ESTRATTO DEL TESTO:
* * *

Legarsi a von der Leyen o farle la guerra? I dubbi di Meloni in vista delle europee del 2024

L'amicizia riluttante tra Giorgia e Ursula, di nuovo insieme per l'emergenza in Romagna

Valerio Valentini

Il sogno della premier, quello di un'alleanza tra Popolari e Conservatori, impone di sbarrare la strada alla ricadidatura della presidente della Commissione. Ma i numeri dicono che forse alla leader di FdI conviene farsi ammettere nella maggioranza "Ursula". Scenari

Sono diventate amiche, ancorché riluttanti. I ruoli e la realtà le hanno spinte a collaborare, a trovare perfino qualche sintonia caratteriale. Pare che Giorgia Meloni, in una pausa dei lavori del recente G7 giapponese, le abbia perfino confidato una bonaria invidia per la sua linea sempre asciutta. E lei, Ursula von der Leyen, subito a risponderle che però per il cibo italiano si concederebbe gli stravizi. “They ask you to be a magician”, sorride la premier, ansiosa di dover cavare d’impaccio la presidente della Commissione assediata dalle domande di sindaci e giornalisti che chiedono di conoscere, ora, subito, la cifra esatta che la Commissione ha intenzione di stanziare per l’emergenza romagnole. E insomma anche ieri, nella più infausta della circostanze, l’incontro tra Meloni e Von der Leyen ha rinnovato un rapporto che non era scontato, al debutto del governo sovranista italiano. Eccole, Giorgia e Ursula: insieme su un elicottero dell’Aeronautica mentre sorvolano Bologna, Conselice, Ravenna, Forlì, Lugo: lo scenario della devastazione a perdita d’occhio, la Romagna allagata.

* * *

(Voci da una fonte di dati)

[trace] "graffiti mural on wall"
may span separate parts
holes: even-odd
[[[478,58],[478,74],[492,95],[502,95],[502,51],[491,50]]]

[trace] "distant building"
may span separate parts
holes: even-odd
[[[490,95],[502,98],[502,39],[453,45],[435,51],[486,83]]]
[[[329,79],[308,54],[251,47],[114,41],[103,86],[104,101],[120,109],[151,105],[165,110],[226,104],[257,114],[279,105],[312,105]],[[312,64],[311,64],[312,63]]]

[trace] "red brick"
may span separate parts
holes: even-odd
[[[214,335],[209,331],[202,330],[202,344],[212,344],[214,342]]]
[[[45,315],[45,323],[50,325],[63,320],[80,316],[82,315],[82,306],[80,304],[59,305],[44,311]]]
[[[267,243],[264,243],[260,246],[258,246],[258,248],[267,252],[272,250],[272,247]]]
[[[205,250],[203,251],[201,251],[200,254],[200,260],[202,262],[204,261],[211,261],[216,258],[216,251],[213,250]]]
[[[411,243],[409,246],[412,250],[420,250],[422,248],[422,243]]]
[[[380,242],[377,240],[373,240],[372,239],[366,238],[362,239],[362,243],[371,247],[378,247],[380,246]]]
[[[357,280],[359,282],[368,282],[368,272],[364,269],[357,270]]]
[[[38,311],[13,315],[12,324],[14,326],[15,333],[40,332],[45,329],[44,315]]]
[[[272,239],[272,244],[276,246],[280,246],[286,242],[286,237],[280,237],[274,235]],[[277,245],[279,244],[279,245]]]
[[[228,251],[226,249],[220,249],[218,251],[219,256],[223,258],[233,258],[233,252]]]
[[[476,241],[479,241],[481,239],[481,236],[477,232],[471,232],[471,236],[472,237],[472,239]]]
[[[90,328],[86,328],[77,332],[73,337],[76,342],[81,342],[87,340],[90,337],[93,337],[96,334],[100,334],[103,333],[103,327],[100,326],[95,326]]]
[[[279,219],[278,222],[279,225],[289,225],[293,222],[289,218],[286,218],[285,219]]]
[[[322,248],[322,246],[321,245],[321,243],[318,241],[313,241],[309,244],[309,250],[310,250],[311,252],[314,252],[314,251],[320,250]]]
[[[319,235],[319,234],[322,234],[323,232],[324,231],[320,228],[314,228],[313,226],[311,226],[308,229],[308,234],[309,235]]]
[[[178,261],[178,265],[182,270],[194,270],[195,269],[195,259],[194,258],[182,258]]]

* * *

COSA SI CHIEDE: Ricopia per intero l'articolo su Meloni e von der Leyen riportato sopra, senza cambiare nulla.

SOLUZIONE COMPLETA:
Legarsi a von der Leyen o farle la guerra? I dubbi di Meloni in vista delle europee del 2024

L'amicizia riluttante tra Giorgia e Ursula, di nuovo insieme per l'emergenza in Romagna

Valerio Valentini

Il sogno della premier, quello di un'alleanza tra Popolari e Conservatori, impone di sbarrare la strada alla ricadidatura della presidente della Commissione. Ma i numeri dicono che forse alla leader di FdI conviene farsi ammettere nella maggioranza "Ursula". Scenari

Sono diventate amiche, ancorché riluttanti. I ruoli e la realtà le hanno spinte a collaborare, a trovare perfino qualche sintonia caratteriale. Pare che Giorgia Meloni, in una pausa dei lavori del recente G7 giapponese, le abbia perfino confidato una bonaria invidia per la sua linea sempre asciutta. E lei, Ursula von der Leyen, subito a risponderle che però per il cibo italiano si concederebbe gli stravizi. “They ask you to be a magician”, sorride la premier, ansiosa di dover cavare d’impaccio la presidente della Commissione assediata dalle domande di sindaci e giornalisti che chiedono di conoscere, ora, subito, la cifra esatta che la Commissione ha intenzione di stanziare per l’emergenza romagnole. E insomma anche ieri, nella più infausta della circostanze, l’incontro tra Meloni e Von der Leyen ha rinnovato un rapporto che non era scontato, al debutto del governo sovranista italiano. Eccole, Giorgia e Ursula: insieme su un elicottero dell’Aeronautica mentre sorvolano Bologna, Conselice, Ravenna, Forlì, Lugo: lo scenario della devastazione a perdita d’occhio, la Romagna allagata.